Records shown:
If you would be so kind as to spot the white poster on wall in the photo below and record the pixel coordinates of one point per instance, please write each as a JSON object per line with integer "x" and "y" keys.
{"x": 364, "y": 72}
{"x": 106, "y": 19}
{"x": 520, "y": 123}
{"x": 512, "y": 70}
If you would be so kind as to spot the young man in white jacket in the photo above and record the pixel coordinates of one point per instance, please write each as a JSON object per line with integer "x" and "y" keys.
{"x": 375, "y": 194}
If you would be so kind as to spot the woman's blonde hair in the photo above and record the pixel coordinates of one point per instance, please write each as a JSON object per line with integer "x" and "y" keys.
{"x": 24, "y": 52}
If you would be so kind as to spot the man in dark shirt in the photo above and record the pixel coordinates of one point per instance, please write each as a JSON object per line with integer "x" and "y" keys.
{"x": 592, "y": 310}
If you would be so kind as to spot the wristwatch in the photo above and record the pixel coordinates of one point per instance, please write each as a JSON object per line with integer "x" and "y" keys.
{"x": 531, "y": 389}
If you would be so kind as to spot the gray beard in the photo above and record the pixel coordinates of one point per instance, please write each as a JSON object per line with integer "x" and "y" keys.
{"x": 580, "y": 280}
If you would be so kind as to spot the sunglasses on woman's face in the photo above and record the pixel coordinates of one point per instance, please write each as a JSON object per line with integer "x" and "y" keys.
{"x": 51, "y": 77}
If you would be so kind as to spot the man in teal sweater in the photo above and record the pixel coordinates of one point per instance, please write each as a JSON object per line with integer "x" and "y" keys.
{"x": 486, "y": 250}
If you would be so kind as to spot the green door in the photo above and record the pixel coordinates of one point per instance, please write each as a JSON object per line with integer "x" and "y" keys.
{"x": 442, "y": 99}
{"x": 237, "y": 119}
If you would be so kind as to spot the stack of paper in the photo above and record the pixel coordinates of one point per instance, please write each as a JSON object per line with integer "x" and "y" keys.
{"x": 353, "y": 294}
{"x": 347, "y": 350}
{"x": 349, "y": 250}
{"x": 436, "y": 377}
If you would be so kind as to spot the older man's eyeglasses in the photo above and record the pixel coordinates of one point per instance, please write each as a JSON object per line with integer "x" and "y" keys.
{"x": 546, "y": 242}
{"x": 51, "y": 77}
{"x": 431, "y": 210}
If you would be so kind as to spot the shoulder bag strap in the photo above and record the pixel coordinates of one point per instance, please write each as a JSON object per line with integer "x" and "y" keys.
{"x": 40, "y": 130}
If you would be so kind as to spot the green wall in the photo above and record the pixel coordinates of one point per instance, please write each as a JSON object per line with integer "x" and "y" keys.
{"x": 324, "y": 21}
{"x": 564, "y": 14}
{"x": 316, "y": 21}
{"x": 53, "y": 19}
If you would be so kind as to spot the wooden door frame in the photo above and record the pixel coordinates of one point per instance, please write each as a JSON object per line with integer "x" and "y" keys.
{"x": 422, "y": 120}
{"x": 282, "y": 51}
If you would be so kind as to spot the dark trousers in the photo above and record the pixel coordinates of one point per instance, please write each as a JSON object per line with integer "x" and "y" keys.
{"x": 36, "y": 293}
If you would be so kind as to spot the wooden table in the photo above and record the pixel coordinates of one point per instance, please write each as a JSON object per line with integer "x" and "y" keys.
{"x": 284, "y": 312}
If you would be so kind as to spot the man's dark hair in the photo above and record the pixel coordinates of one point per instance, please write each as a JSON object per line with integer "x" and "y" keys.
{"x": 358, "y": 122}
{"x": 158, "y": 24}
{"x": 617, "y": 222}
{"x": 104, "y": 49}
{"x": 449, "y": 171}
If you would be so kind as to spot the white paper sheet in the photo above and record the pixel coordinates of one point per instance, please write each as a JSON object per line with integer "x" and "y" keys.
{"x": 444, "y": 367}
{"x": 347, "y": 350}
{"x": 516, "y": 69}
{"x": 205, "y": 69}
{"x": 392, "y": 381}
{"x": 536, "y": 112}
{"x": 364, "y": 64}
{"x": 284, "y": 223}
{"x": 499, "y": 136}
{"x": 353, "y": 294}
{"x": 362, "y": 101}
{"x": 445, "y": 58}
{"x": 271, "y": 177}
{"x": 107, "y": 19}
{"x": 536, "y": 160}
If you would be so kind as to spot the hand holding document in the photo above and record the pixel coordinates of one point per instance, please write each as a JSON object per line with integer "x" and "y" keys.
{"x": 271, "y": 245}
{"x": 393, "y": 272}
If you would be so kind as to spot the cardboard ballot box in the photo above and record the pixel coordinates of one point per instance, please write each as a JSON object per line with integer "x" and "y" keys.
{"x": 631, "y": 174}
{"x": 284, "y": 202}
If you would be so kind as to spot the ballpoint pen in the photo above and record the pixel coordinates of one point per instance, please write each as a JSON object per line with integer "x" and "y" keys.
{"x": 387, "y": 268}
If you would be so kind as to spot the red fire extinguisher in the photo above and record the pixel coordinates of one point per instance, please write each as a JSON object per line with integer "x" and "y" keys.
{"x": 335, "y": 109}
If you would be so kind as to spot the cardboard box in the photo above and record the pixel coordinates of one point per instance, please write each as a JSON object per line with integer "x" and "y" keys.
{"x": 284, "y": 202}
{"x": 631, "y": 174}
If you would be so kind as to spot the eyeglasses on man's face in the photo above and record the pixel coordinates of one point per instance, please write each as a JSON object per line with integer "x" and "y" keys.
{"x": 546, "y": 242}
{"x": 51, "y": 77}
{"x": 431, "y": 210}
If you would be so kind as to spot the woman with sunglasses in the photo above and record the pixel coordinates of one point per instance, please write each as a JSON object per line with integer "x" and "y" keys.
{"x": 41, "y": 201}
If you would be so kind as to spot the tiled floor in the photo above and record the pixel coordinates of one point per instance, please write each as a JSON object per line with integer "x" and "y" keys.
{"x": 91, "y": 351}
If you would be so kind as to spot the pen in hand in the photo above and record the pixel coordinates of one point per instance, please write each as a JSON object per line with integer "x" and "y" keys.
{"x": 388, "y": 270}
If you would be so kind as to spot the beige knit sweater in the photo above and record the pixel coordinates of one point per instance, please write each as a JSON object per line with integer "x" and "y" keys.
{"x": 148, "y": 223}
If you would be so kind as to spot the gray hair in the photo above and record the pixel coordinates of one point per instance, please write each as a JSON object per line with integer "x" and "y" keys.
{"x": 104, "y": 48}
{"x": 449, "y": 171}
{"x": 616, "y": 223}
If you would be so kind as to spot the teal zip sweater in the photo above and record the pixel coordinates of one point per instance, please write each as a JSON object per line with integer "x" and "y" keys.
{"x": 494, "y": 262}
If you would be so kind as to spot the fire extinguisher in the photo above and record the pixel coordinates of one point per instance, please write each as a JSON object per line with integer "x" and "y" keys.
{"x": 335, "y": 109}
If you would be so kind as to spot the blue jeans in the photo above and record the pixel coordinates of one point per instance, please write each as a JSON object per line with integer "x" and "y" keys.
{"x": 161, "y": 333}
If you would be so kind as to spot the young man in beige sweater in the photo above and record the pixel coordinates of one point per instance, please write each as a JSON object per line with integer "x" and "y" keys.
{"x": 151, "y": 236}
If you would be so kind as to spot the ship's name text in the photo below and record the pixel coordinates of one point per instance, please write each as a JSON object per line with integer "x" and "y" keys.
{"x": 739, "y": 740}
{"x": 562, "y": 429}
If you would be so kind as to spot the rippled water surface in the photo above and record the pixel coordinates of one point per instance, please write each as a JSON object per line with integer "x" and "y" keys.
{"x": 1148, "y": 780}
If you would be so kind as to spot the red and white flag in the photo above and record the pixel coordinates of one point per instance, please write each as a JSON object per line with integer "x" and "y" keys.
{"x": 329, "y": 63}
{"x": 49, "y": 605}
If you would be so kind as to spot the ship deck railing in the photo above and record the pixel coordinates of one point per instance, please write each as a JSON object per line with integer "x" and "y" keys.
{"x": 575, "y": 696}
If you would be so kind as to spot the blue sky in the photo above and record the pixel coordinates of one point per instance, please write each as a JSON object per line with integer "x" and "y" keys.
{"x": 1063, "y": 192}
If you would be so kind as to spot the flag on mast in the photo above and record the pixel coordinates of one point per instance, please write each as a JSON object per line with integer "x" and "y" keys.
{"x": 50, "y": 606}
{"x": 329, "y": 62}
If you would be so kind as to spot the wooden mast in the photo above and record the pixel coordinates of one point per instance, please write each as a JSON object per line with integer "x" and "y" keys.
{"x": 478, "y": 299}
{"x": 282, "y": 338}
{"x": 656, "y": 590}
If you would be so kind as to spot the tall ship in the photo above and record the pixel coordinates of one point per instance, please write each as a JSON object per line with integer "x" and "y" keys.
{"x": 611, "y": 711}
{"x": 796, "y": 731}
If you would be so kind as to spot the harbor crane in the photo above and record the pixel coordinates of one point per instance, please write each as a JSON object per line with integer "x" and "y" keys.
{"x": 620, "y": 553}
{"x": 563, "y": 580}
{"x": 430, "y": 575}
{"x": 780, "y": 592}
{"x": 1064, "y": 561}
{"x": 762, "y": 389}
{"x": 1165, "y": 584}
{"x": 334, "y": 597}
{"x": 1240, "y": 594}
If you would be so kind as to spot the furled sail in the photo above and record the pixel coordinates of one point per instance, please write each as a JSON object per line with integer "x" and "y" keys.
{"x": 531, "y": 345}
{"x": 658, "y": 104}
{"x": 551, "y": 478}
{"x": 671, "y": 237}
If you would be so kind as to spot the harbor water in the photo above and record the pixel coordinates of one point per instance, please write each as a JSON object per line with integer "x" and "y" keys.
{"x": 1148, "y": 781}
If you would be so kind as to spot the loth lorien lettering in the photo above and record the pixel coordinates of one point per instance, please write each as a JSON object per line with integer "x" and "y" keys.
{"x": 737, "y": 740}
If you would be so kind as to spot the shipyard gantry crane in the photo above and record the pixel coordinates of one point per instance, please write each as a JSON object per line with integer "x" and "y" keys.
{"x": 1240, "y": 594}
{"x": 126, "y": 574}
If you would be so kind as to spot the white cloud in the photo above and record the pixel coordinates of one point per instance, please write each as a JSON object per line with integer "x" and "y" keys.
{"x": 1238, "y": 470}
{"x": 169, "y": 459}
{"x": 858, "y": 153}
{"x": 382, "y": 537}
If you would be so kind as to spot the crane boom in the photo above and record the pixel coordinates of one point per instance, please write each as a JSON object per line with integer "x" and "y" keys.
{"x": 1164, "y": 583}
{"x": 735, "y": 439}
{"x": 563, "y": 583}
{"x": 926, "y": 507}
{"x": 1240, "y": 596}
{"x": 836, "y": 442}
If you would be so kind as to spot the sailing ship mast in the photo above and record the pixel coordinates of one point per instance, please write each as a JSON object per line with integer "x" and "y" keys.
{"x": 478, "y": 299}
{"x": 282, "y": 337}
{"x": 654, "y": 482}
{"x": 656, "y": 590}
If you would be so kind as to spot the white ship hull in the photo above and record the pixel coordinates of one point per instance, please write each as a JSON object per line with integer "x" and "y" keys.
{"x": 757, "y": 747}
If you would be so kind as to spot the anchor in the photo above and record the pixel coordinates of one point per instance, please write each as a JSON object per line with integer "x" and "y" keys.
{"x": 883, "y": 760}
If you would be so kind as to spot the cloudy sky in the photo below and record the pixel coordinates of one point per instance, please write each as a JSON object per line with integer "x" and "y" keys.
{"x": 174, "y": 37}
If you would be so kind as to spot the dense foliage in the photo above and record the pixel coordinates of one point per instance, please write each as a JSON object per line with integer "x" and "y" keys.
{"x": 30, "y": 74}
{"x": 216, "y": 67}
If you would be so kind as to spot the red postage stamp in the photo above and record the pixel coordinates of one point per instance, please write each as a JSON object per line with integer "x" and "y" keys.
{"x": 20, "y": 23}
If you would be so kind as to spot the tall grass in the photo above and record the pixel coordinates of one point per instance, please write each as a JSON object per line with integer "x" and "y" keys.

Task statement: Return, without any change, the lines of the data above, starting at the line that contains "the red postage" and continuing up to and including the last line of the data.

Written response:
If you would be so kind as to spot the red postage stamp in the photo above and record the pixel coordinates of one point per instance, please write each as a JSON object per line with integer "x" and "y" keys.
{"x": 20, "y": 23}
If you would be so kind as to spot the tall grass in the photo above and record the pixel coordinates of one point per instance, please write each as a JSON object per line with integer "x" and "y" keys.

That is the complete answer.